WRITTEN INSTRUCTION ▸ Rewrite the records below, from the line with "Expected output, for every instance of the scooter front" through the end of the records, replacing "scooter" with "moped" and leaving everything else as it is.

MATERIAL FOR THE TASK ▸
[Begin]

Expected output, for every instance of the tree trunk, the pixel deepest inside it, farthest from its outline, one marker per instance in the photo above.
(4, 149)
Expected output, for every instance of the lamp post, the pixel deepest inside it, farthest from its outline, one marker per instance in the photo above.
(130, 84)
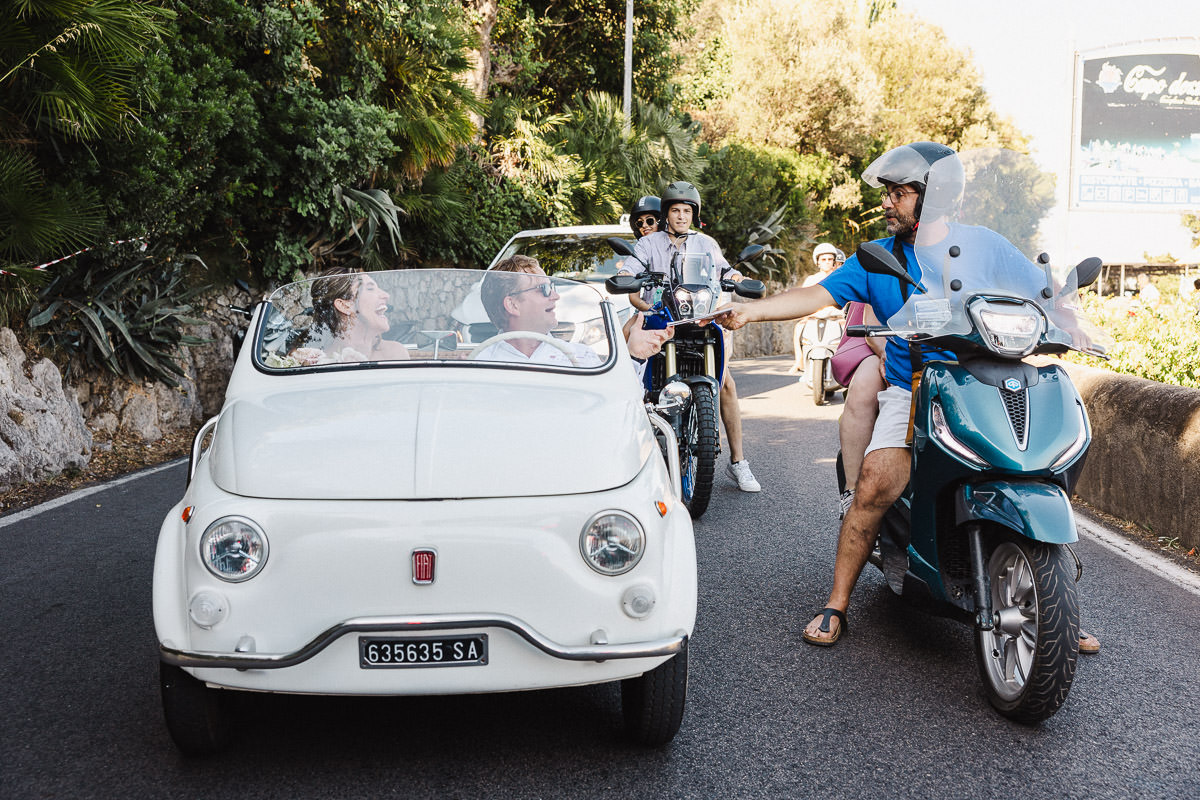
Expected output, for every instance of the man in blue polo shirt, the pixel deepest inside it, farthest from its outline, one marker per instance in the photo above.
(923, 186)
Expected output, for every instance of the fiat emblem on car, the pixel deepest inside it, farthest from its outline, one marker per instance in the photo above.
(423, 565)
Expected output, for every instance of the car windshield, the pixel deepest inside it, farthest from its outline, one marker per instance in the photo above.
(579, 256)
(407, 318)
(979, 240)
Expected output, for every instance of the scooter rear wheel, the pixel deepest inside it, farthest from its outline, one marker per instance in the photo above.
(1027, 660)
(816, 372)
(697, 450)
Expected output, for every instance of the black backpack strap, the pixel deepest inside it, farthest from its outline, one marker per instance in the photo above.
(915, 358)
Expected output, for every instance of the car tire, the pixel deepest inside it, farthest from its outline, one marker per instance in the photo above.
(653, 703)
(699, 449)
(197, 716)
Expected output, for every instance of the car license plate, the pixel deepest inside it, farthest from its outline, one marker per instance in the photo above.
(390, 653)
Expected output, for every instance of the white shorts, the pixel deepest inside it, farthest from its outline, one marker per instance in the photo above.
(892, 423)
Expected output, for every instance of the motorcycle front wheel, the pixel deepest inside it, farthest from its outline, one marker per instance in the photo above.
(697, 450)
(1027, 660)
(816, 371)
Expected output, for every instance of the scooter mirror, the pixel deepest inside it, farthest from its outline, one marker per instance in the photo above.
(1087, 270)
(879, 259)
(750, 288)
(750, 253)
(624, 284)
(621, 246)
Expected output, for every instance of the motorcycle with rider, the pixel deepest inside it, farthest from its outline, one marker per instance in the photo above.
(964, 499)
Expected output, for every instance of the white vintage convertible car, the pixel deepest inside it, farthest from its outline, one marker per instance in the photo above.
(379, 509)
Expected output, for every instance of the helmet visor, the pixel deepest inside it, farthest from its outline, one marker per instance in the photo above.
(900, 164)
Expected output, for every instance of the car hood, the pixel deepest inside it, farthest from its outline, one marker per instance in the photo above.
(426, 440)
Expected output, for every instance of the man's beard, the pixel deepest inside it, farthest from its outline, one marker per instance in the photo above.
(901, 224)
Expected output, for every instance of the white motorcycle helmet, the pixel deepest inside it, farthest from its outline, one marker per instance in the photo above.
(826, 248)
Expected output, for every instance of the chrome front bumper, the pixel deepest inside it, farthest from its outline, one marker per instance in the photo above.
(401, 625)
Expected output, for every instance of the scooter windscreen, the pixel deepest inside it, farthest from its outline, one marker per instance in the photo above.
(697, 290)
(977, 229)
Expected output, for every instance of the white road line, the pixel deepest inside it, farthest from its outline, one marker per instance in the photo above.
(1140, 555)
(78, 494)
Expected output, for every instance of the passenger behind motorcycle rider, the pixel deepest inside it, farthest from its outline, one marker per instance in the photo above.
(353, 308)
(681, 209)
(825, 258)
(912, 187)
(516, 299)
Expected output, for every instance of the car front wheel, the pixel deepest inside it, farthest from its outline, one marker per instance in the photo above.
(654, 702)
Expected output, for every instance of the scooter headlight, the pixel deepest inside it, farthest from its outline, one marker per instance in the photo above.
(673, 397)
(1009, 329)
(694, 302)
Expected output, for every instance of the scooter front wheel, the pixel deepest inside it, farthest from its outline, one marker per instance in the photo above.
(817, 373)
(1027, 660)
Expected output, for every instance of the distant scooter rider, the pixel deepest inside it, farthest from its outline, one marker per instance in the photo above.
(681, 209)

[End]

SOLUTION TO THIS PROBLEM ▸
Expected output, for every instance of the moped front wheel, the pixel deepest inside it, farthest from its outline, one marker per instance in the photo above.
(817, 373)
(1027, 660)
Expected output, for every instance of the distant moped rider, the pixel deepest inside it, farthest from its outline, one marker per instance in the photo above.
(681, 209)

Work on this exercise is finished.